+++ Text under study +++
How to support adolescents with chronic conditions in their transition to adult healthcare?

More than 200 healthcare, education and social service professionals are trained in quality support for families

18 February 2022
UNICEF Kazakhstan/2019/Mary Gelman
UNICEF Kazakhstan/2019/Mary Gelman

NUR-SULTAN, October 27, 2021 - The United Nations Children's Fund (UNICEF) in Kazakhstan, in partnership with the Ministry of Labor and Social Protection of the Population of the Republic of Kazakhstan (MLSP), trained specialists from healthcare, education and social services organizations to provide quality support for children with chronic diseases and their families throughout the entire period of growing up. The training was attended by specialists from almost all regions of the Republic of Kazakhstan, with a priority of pilot regions - Almaty, East Kazakhstan, Karaganda, Turkestan regions and Almaty and Shymkent.
+++ Extracted data +++
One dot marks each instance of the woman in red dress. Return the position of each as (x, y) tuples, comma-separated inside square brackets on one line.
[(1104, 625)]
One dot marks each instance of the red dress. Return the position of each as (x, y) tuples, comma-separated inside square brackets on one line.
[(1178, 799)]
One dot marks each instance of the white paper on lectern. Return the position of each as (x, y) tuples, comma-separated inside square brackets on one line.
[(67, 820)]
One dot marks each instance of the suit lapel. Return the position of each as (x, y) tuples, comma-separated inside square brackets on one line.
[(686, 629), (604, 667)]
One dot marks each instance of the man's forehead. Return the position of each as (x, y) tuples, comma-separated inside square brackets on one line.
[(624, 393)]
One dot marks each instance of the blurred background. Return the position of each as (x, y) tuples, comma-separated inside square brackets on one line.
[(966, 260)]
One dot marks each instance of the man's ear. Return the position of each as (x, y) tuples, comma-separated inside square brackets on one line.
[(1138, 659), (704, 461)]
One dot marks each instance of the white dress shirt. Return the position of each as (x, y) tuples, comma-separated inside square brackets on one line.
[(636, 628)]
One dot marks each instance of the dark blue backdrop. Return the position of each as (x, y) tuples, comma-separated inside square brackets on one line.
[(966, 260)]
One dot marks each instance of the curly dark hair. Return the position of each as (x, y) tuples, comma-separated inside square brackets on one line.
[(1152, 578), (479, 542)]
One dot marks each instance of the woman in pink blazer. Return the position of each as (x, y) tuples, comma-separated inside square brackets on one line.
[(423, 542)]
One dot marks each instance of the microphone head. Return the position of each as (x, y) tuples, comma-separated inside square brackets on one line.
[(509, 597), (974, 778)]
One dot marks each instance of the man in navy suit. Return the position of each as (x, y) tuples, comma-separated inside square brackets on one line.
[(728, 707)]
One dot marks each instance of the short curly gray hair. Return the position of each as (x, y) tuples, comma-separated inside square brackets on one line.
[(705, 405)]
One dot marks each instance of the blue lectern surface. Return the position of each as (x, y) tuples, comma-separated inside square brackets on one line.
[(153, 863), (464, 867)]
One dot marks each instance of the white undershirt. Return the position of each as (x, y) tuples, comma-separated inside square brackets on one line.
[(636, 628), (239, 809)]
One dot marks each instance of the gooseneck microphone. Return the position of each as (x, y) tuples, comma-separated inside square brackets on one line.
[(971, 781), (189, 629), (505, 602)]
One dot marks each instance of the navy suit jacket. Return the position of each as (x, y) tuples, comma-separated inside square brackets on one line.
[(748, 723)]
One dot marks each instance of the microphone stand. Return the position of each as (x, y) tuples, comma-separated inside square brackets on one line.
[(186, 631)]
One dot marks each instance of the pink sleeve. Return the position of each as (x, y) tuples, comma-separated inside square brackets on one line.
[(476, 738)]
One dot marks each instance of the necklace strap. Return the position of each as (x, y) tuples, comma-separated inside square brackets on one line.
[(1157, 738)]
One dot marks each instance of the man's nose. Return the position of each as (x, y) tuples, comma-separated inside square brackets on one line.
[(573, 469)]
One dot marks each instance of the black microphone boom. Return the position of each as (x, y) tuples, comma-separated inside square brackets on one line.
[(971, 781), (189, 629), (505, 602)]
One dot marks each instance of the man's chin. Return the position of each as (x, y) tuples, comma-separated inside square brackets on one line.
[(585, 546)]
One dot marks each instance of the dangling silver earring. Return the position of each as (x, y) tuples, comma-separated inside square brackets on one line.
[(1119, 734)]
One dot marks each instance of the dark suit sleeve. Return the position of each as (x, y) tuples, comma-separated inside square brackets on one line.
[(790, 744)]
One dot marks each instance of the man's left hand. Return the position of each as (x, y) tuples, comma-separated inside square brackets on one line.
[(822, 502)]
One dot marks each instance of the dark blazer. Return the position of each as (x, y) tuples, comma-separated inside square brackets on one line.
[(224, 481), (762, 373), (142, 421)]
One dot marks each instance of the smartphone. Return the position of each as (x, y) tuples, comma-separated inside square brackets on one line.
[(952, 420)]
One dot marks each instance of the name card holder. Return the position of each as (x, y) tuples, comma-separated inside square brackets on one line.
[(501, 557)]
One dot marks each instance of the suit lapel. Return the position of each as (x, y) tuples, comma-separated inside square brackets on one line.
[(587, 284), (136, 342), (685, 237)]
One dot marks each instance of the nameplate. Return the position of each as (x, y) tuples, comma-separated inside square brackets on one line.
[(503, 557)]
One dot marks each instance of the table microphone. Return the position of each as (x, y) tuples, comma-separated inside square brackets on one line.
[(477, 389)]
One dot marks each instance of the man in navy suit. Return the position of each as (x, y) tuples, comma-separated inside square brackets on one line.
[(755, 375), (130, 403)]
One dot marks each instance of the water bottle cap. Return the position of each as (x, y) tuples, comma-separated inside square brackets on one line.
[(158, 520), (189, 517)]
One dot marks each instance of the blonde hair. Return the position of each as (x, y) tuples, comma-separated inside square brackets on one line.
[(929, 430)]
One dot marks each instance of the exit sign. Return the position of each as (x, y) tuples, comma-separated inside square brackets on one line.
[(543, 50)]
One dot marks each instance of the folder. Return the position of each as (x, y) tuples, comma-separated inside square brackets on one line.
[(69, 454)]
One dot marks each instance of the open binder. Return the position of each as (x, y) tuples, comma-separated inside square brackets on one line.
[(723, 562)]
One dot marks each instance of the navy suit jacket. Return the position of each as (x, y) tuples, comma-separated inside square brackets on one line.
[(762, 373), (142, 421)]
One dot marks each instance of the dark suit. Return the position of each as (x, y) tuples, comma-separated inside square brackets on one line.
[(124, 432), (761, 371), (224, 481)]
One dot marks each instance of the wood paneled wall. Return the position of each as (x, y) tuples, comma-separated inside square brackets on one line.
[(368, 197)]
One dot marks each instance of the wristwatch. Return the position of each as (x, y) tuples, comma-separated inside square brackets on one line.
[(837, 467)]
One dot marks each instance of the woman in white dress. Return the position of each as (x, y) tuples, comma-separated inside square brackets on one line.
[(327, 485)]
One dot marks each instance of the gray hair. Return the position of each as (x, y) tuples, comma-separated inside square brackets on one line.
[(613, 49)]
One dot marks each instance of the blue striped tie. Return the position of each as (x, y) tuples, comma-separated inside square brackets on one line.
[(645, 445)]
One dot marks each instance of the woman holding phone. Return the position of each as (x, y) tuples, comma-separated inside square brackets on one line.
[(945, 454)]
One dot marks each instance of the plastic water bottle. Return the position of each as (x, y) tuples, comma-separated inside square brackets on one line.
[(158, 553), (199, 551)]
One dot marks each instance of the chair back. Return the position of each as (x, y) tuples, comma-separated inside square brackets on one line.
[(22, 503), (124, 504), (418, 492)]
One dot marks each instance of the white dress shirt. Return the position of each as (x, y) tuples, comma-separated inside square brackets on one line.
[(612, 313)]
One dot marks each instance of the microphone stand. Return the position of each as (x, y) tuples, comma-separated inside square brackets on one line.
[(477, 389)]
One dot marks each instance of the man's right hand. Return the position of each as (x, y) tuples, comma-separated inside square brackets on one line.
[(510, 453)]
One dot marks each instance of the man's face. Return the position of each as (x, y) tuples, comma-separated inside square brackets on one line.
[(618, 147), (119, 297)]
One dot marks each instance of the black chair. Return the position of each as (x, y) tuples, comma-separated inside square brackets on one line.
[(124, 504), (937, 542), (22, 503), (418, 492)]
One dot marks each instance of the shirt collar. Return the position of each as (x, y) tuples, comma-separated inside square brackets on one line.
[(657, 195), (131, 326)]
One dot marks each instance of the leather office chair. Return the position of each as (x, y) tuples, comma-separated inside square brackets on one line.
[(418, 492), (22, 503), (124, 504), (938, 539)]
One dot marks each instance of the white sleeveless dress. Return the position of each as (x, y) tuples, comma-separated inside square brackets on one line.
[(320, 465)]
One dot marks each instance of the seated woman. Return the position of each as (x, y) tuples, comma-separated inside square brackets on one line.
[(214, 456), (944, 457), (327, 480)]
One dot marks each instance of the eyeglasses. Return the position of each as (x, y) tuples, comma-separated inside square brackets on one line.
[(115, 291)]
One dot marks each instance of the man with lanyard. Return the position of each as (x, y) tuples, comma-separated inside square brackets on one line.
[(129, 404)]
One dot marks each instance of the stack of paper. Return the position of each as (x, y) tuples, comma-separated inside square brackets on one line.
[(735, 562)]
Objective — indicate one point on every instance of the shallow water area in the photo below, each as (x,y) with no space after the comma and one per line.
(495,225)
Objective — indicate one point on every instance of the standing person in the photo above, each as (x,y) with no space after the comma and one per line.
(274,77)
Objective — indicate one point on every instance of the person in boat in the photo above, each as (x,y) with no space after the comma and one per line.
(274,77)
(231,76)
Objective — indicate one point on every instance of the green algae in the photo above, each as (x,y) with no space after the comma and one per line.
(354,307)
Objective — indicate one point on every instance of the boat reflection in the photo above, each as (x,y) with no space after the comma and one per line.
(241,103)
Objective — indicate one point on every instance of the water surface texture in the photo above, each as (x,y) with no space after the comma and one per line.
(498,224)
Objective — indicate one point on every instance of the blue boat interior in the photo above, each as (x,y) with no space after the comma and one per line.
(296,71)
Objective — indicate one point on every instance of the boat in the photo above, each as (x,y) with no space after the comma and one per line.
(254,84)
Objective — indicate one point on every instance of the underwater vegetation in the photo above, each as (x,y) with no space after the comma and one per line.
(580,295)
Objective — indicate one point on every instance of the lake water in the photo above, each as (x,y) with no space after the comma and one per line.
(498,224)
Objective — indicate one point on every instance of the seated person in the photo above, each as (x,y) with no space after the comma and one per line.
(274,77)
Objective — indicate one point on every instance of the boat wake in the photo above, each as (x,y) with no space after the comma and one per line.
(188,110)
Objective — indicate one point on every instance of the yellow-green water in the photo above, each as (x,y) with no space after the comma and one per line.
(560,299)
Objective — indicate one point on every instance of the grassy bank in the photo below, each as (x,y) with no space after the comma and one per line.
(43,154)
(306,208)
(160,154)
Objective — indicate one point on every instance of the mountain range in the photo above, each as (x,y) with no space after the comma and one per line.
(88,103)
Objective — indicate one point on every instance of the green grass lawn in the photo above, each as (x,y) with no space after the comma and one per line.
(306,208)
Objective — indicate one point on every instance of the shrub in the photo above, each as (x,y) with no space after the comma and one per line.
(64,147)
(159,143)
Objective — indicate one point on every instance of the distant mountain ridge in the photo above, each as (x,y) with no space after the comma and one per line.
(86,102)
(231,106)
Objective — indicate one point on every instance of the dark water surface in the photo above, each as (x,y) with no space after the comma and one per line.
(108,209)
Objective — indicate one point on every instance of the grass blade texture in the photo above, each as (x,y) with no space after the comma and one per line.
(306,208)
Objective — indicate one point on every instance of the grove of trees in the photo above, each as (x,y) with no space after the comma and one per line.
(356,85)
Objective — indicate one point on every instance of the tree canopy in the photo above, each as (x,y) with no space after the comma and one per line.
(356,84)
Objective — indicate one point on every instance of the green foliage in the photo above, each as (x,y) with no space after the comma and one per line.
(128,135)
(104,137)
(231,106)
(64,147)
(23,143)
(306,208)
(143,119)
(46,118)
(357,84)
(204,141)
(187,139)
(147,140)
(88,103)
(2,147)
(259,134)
+++
* Actions to take
• a. From the article on adolescents' transition to adult healthcare, list the types of organizations whose specialists were trained.
• b. Continue the article on adolescents' transition to adult healthcare, starting after its last sentence.

* Answers given
• a. Healthcare, education, social services

• b.
A chronic disease requires long-term and continuous dispensary observation in a medical organization. In childhood and adolescence, a chronic illness changes lifestyle. Children and adolescents living with chronic diseases such as diabetes mellitus, viral hepatitis B and C, HIV infection should be more aware of the medical aspects of their diseases in adulthood. Competent support of children and adolescents living with chronic diseases ensures their quality of life in the future. Accompaniment is recommended to be conducted in 3 directions: medical, psychological and social.

The training was conducted by a team of highly qualified UNICEF trainers - doctors, sociologists, psychologists. As part of the training, specialists received theoretical knowledge and practical skills in the following areas:

Modern approach to medical and social support of children with chronic diseases

  • overcoming stigma and discrimination
  • living with HIV and other chronic diseases
  • disclosing disease status
  • maintaining the confidentiality of information
  • protecting the rights of the child and the concept of child-friendly institutions with HIV and other chronic diseases.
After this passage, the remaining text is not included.